— START —

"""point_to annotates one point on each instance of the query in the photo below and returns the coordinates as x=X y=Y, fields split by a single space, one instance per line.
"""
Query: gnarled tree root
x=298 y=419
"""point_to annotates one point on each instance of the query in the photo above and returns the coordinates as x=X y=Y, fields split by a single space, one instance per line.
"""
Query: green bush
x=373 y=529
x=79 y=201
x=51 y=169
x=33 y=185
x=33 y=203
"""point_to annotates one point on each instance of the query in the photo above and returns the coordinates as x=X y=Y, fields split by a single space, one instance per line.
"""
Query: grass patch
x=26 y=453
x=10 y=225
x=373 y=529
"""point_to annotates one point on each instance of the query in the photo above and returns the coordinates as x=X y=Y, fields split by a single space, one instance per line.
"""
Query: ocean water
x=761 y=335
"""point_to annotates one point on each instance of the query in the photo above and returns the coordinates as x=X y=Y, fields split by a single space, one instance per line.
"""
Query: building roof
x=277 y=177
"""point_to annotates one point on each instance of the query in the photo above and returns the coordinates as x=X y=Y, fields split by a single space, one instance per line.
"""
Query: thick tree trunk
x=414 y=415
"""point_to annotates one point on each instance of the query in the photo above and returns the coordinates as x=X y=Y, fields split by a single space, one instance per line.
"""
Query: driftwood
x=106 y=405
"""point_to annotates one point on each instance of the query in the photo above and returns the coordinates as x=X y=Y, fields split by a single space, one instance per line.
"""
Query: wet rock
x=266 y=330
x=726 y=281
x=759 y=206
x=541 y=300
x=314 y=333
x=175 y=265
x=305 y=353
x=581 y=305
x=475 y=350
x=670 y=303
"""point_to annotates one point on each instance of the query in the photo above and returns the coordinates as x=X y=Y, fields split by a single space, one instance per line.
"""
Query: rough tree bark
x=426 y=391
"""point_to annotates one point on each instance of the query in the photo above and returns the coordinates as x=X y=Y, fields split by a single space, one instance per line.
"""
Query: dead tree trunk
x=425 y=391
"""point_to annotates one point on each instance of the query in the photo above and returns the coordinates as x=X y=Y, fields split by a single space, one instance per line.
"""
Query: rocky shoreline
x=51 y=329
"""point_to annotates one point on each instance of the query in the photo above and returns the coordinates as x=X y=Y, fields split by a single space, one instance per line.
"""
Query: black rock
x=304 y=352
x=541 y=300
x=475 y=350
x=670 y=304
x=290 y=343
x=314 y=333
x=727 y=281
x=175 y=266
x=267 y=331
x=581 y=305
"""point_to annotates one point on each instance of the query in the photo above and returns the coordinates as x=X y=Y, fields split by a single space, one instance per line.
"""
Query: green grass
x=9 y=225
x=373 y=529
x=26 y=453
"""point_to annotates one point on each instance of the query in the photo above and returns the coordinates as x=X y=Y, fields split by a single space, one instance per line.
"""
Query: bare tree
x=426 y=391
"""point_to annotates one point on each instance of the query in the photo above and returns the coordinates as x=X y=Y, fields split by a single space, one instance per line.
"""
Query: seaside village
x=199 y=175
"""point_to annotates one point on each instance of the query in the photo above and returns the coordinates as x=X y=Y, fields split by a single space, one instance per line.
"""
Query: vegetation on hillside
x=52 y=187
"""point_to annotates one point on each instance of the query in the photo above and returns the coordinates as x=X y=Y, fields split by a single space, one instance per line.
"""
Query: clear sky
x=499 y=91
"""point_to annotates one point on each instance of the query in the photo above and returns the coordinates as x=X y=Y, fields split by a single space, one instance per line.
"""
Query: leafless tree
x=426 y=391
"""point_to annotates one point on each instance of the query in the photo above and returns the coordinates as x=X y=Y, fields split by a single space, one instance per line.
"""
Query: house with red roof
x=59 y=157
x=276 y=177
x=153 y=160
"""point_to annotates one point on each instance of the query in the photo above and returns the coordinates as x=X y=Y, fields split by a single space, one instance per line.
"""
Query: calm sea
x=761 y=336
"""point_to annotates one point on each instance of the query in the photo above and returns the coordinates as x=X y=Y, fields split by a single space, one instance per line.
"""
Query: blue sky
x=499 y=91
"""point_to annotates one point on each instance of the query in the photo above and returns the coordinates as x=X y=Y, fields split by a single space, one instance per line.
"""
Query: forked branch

— END —

* _What you have to do_
Copy every line above word for word, changing nothing.

* _Completed exercise_
"""point_to annotates one point on each instance of the query in the photo below and returns the coordinates as x=X y=Y, fields split by a single space, one instance per line.
"""
Query: gnarled tree root
x=298 y=419
"""point_to annotates one point on each instance of the query in the photo above and returns the coordinates as x=X y=Y, fields split by a single space, one instance per line.
"""
Query: green bush
x=373 y=529
x=79 y=201
x=51 y=169
x=33 y=185
x=33 y=203
"""point_to annotates one point on each instance of the query in the photo above and returns the coordinates as x=X y=Y, fields split by a single space, one instance per line.
"""
Query: grass patch
x=26 y=453
x=10 y=225
x=373 y=529
"""point_to annotates one point on each instance of the query in the photo above and returns the coordinates as x=X y=Y, fields split by a single space, one instance per line.
"""
Query: ocean water
x=761 y=335
"""point_to annotates one point on each instance of the query in the photo above and returns the coordinates as x=X y=Y, fields split by a single space, one instance per line.
"""
Query: building roof
x=277 y=177
"""point_to annotates one point on each instance of the query in the photo above and returns the coordinates as x=X y=Y, fields split by a single space, one instance per line.
"""
Query: thick tree trunk
x=414 y=415
"""point_to annotates one point on each instance of the query in the photo above and returns the coordinates as x=X y=Y, fields split by a single space, one instance per line.
"""
Query: driftwood
x=106 y=405
"""point_to annotates one point on each instance of the query in the photo above and returns the coordinates as x=X y=Y, fields split by a single space, one instance per line.
"""
Query: wet rock
x=266 y=330
x=726 y=281
x=759 y=206
x=541 y=300
x=314 y=333
x=175 y=265
x=305 y=353
x=581 y=305
x=475 y=350
x=670 y=303
"""point_to annotates one point on each instance of the query in the photo above and returns the coordinates as x=X y=Y, fields split by a single space, one instance per line.
"""
Query: rough tree bark
x=426 y=391
"""point_to annotates one point on each instance of the query in the photo above and returns the coordinates as x=X y=Y, fields split by a single space, one instance per line.
"""
Query: dead tree trunk
x=425 y=391
"""point_to annotates one point on each instance of the query in the photo above and returns the coordinates as x=X y=Y, fields split by a single space, one instance per line.
"""
Query: rocky shoreline
x=51 y=329
"""point_to annotates one point on each instance of the query in the photo above and returns the coordinates as x=X y=Y, fields split by a single space, one instance per line.
"""
Query: black rock
x=304 y=352
x=541 y=300
x=475 y=350
x=670 y=304
x=290 y=343
x=314 y=333
x=727 y=281
x=175 y=266
x=267 y=331
x=581 y=305
"""point_to annotates one point on each instance of the query in the photo above and returns the coordinates as x=X y=Y, fields split by a single space, one instance per line.
"""
Query: green grass
x=9 y=225
x=373 y=529
x=26 y=453
"""point_to annotates one point on each instance of the query in the photo above and returns the coordinates as x=X y=Y, fields split by a single space, one instance per line.
"""
Query: bare tree
x=426 y=391
"""point_to annotates one point on each instance of the query in the photo above and returns the coordinates as x=X y=Y, fields split by a single space, one instance per line.
"""
Query: seaside village
x=199 y=175
"""point_to annotates one point on each instance of the query in the photo above and returns the coordinates as x=X y=Y, fields split by a single space, one instance per line.
"""
Query: vegetation on hillside
x=52 y=187
"""point_to annotates one point on each instance of the query in the photo above and returns the coordinates as x=X y=Y, fields split by a single space, one instance per line.
"""
Query: clear sky
x=499 y=91
"""point_to annotates one point on each instance of the query in the photo above and returns the coordinates as x=X y=Y, fields split by a single space, one instance per line.
"""
Query: leafless tree
x=426 y=391
"""point_to annotates one point on each instance of the query in the photo above and returns the coordinates as x=X y=Y, fields split by a single space, one instance per line.
"""
Query: house with red roof
x=59 y=157
x=276 y=177
x=153 y=160
"""point_to annotates one point on each instance of the query in the photo above and returns the coordinates as x=X y=Y, fields split by a single space, one instance per line.
"""
Query: calm sea
x=761 y=336
"""point_to annotates one point on each instance of the query in the photo above and returns the coordinates as x=X y=Y, fields split by a single space, one instance per line.
"""
Query: blue sky
x=499 y=91
"""point_to annotates one point on each instance of the query in the photo above and returns the coordinates as x=X y=Y, fields split by a single space, one instance per line.
"""
Query: forked branch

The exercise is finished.